SET TASK 1 => According to the text about Calendar Girl's remix project, how many remixes had the project produced after one and a half years?
SET TASK 2 => Continue the interview about Calendar Girl's remix project, picking up after its final sentence.

TEXT TO READ =>
▼▼▼

The CC Mixter Remix-Project by Calendar Girl // Tamara Barnett-Herrin - better known as calendar girl - started a fantastic project back in October 2006. The idea was simple: Write each month a song and release the original material under a creative commons licence. Than ask other producers and musicians to remix the songs. Now one and a half year laters Calendar Girl looks back on the results: more than 300 remixes! And like she promised she publishes a record with 12 fantastic songs. A story on how to use the web to interact with other musicians worldwide.
“I write one song a month. You remix and feedback. We make a record.”
When and how did you get your idea of your Calendar Songs-Project?
I’d been writing demos in my bedroom for a couple of years, but I kept finding myself very frustrated by the process of never having anything “finished”. And I felt I was working in a vacum. I could play my music to friends and family but getting it “out there” - whatever that means - felt so impossible.

▲▲▲

RECORDS PROVIDED =>
▼▼▼

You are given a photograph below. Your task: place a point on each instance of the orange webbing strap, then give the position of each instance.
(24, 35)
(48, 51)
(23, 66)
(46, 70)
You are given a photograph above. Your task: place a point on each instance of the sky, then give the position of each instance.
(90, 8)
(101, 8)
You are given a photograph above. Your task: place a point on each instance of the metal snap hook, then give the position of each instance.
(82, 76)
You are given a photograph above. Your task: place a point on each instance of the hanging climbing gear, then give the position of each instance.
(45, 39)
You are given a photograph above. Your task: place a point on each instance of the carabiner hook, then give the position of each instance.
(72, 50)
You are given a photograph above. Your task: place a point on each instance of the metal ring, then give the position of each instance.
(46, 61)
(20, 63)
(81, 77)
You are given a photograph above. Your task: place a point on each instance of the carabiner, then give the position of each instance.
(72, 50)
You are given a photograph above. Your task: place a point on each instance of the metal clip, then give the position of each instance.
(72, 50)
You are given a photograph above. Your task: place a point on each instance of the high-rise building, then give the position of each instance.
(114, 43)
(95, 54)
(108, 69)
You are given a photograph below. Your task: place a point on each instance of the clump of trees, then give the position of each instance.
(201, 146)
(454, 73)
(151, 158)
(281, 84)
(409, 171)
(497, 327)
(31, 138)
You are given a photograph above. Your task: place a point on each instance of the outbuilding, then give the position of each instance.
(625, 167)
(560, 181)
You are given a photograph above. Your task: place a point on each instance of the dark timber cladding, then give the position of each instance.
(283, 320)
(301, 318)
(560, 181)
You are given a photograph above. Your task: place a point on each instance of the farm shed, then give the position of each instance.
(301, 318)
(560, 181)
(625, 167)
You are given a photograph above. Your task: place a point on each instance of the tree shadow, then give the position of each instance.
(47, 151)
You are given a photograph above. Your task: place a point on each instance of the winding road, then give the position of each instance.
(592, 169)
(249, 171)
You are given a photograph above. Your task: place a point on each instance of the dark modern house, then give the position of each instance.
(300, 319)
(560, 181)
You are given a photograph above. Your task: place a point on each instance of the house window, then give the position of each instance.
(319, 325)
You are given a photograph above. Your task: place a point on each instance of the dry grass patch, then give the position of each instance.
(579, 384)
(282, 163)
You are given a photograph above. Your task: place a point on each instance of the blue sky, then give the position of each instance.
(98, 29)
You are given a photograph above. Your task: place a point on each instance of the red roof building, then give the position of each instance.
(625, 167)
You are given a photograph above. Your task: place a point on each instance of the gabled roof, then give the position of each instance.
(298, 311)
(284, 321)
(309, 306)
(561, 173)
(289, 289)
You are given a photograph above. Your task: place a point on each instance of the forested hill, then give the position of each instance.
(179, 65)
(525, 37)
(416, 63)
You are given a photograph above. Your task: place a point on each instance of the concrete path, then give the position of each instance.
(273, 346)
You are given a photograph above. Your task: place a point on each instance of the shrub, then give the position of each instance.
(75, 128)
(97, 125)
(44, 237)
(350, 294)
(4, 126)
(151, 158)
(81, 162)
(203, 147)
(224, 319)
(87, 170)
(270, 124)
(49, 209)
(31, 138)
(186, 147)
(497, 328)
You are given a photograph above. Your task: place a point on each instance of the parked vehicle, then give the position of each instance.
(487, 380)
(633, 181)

▲▲▲

TASK RESPONSE 1 => More than 300 remixes.

TASK RESPONSE 2 =>
I never want music to become a chore, or to find myself complaining about making music, how hard it is, etc., etc. It became clear to me that this process of making demos can also at the same time make you very bitter! So I tried to think of a way for my music to find another route into the ether…
And obviously putting it online was the best solution. But of course, MySpace isn’t everything… So I kind of fashioned the idea of writing new songs for a website, where I could draw people in by inviting them to remix my songs. I wanted the site to have the air of a challenge to it, something where you could come back to check up on my progress, so I challenged myself to write a new songs each month that had to be inspired by that month.
That way I gave people a reason to come back to the site after their first visit, like “I wonder if she made it this month…”. It all went online in October 2006. It took about two months to put it together from when I had the idea.
If you speak in terms of music-engineering, there is a saying “Garbage in, Garbage out!”. It means, if you record music badly, you can’t do anything to make it sound better. What kind of equipment did you use to produce your songs? Are they all recorded at home?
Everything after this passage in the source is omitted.